■ **GOAL**: Rewrite the rows below as a Markdown table with the columns Number and Line, one line per table row and blank lines left out. Begin at the first row and stop after the line that contains "[[185, 50, 269, 212]]".

■ **DATA FOR PROCESSING**:

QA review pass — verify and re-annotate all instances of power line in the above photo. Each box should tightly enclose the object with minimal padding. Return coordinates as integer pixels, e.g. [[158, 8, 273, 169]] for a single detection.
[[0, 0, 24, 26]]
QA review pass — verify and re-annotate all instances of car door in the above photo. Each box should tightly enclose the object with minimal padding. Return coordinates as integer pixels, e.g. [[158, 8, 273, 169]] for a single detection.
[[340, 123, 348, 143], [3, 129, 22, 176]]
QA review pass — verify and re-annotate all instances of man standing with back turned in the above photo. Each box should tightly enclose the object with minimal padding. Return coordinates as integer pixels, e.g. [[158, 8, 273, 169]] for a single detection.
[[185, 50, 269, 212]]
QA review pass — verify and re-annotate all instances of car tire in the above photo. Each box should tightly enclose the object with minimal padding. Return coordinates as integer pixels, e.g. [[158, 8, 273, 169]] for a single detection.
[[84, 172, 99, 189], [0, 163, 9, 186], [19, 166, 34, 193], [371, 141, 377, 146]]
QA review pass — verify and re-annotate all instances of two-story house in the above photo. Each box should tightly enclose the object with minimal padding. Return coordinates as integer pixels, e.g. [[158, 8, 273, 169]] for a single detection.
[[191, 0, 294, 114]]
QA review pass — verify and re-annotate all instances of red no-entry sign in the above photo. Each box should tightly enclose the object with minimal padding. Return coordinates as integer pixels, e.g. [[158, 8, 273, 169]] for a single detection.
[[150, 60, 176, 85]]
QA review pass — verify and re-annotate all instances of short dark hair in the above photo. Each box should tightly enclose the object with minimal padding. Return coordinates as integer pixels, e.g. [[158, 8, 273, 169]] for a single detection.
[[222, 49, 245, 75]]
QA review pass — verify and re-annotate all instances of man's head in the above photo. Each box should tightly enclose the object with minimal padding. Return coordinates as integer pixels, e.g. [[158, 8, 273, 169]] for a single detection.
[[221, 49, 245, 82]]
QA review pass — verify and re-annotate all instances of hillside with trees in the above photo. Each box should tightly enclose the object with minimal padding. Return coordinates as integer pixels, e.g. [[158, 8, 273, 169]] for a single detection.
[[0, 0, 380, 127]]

■ **TASK RESULT**:
| Number | Line |
|---|---|
| 1 | QA review pass — verify and re-annotate all instances of power line in the above photo. Each box should tightly enclose the object with minimal padding. Return coordinates as integer pixels, e.g. [[158, 8, 273, 169]] for a single detection. |
| 2 | [[0, 0, 24, 26]] |
| 3 | QA review pass — verify and re-annotate all instances of car door in the above photo. Each box should tightly enclose the object with minimal padding. Return coordinates as integer pixels, e.g. [[158, 8, 273, 169]] for a single detection. |
| 4 | [[340, 123, 348, 143], [3, 129, 22, 176]] |
| 5 | QA review pass — verify and re-annotate all instances of man standing with back turned in the above photo. Each box should tightly enclose the object with minimal padding. Return coordinates as integer pixels, e.g. [[158, 8, 273, 169]] for a single detection. |
| 6 | [[185, 50, 269, 212]] |